▶ _Excerpt to read_
-----

Time Series Forecasting on Weather Data
Forecasting Global Surface Temperature Change
The dataset provided by NASA provides the monthly measurements of the average deviation of temperature measurements from meteorological stations and the ocean from their 1951-1980 averages. The measured deviation was recorded from 1880 to 2020.
Preliminary ARIMA Analysis
Observing the time plot of the average deviation from the meteorological station, the mean is generally increasing linearly hinting that the time series data is non-stationary. Because it doesn’t seem like an exponential or logarithmic growth, initial data transformations isn’t necessary except for differencing. In addition, the variability with time seems to be generally consistent.
Because the series seems to be linearly increasing, to eliminate linearity we will difference once. Technically, the process can be looked at as an ARIMA(p, 1, q) model for the series. The plot of the differenced series shows stationary with consistent mean and variance throughout time.
To help choose the values for the parameters, p and q, the plots of the acf and pacf will be observed.
The significant lags of pure AutoRegressive (AR) models will cut off after lag p in the PACF function. While the significant lags of pure Moving Average (MA) models will cut off after lag q in the ACF function. The sample ACF and PACF look consistent with x being either an MA(1) process or an AR(8) process. The ARIMA process of the original undifferenced series corresponds to ARIMA(0,1,1) and ARIMA(8,1,0).
Since we are fitting the differenced data, the process used will be ARIMA(0,0,1) and ARIMA(8,0,0) respectively. We can also exclude the include.DRIFT=TRUE.

-----

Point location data
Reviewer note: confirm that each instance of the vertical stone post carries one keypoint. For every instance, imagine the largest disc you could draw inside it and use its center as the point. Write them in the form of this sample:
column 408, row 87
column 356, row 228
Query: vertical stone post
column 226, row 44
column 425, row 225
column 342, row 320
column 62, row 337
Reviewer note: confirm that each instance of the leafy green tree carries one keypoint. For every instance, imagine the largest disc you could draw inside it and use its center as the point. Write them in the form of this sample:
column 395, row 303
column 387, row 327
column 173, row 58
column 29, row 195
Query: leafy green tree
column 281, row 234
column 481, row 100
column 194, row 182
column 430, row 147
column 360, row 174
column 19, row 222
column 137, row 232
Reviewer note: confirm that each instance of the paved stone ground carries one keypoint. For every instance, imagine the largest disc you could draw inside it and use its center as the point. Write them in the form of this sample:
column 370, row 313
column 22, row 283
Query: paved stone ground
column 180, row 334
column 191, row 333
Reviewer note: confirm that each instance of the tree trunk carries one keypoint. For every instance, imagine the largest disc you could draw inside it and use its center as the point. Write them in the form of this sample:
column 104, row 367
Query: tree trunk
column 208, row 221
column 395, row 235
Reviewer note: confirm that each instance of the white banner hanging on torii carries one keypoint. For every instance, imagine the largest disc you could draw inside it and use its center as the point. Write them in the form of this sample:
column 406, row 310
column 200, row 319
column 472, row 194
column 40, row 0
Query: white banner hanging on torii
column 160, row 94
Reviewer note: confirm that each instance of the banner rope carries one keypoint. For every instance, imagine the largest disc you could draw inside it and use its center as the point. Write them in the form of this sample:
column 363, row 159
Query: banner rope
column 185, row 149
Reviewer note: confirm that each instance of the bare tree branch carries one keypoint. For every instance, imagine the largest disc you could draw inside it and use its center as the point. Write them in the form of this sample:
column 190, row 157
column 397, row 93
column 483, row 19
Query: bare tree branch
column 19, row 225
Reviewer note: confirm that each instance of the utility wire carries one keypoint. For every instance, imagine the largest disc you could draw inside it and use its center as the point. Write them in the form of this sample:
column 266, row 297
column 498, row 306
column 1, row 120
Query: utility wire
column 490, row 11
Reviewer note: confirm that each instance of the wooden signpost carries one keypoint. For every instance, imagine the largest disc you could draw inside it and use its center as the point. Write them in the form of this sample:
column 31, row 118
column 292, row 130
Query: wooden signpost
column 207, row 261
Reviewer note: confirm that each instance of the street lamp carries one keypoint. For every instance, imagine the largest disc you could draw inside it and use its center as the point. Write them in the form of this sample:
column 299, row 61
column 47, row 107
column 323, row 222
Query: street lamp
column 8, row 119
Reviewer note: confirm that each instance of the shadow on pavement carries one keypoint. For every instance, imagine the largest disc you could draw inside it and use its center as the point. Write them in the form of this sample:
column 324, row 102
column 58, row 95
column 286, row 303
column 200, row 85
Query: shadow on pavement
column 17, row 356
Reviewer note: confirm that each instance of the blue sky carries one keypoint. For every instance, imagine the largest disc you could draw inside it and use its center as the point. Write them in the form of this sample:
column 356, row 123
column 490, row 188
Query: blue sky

-----

▶ _Work order_
Write out the part of the weather forecasting text from "Time Series Forecasting" to "1880 to 2020.".

▶ _Answer space_
Time Series Forecasting on Weather Data
Forecasting Global Surface Temperature Change
The dataset provided by NASA provides the monthly measurements of the average deviation of temperature measurements from meteorological stations and the ocean from their 1951-1980 averages. The measured deviation was recorded from 1880 to 2020.